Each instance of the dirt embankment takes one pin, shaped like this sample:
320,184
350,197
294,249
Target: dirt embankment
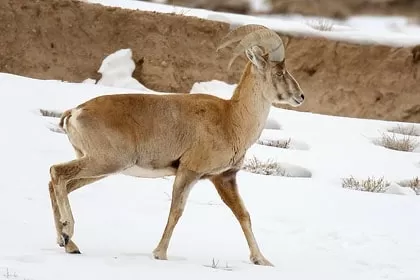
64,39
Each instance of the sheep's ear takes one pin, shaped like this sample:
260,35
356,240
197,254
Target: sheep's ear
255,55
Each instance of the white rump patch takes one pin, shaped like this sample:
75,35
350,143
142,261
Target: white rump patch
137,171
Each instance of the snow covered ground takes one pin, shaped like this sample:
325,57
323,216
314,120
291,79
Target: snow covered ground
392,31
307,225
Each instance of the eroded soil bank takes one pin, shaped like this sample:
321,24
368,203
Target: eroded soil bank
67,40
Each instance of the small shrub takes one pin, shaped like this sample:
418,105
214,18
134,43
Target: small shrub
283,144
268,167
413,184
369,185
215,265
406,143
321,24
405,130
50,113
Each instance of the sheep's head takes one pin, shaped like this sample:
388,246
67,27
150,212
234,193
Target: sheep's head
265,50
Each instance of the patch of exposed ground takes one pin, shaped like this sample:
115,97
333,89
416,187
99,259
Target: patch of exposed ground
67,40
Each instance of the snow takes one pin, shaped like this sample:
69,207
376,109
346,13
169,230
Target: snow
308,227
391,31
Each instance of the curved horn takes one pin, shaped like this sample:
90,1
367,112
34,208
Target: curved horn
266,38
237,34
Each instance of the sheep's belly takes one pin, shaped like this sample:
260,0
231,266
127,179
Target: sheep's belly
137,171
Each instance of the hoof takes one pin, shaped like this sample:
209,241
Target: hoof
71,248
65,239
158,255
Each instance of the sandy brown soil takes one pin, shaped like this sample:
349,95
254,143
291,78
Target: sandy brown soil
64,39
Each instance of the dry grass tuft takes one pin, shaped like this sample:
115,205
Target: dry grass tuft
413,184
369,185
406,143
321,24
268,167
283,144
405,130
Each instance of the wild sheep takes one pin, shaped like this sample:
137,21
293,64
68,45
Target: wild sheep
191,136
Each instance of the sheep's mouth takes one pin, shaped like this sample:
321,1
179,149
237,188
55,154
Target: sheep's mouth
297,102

━━━━━━━━━━━━━━━━

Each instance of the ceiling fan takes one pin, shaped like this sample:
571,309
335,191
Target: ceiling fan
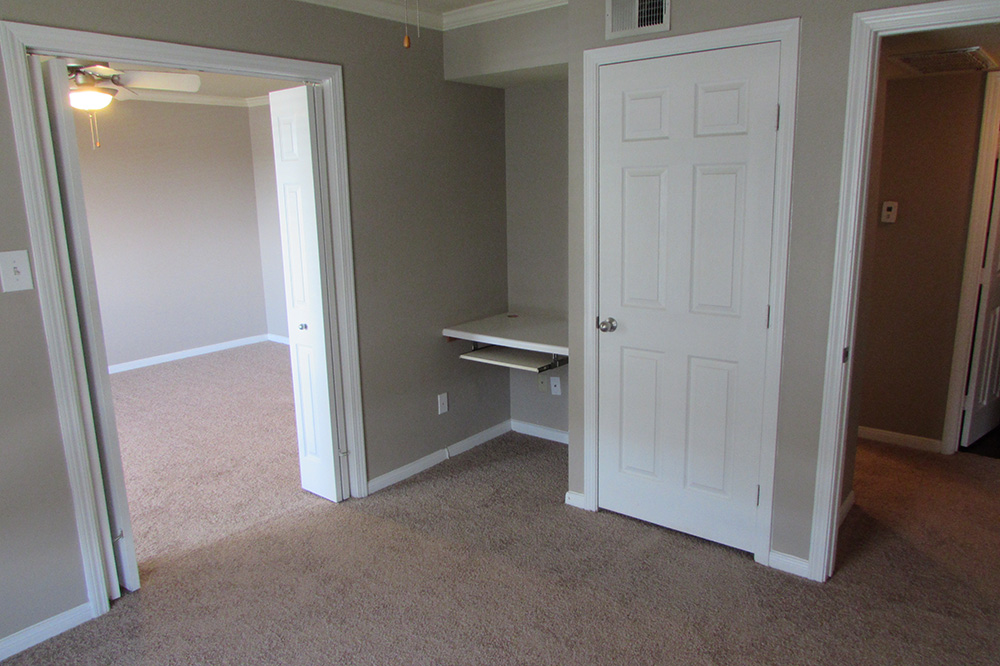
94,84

━━━━━━━━━━━━━━━━

_GOAL OF THE EXERCISE:_ Copy every line above that contains the word "ceiling". Case must match.

_RESULT OF THIS TASK:_
Each instance of the ceiling fan takes one pin, shaped like this sample:
Target: ceiling fan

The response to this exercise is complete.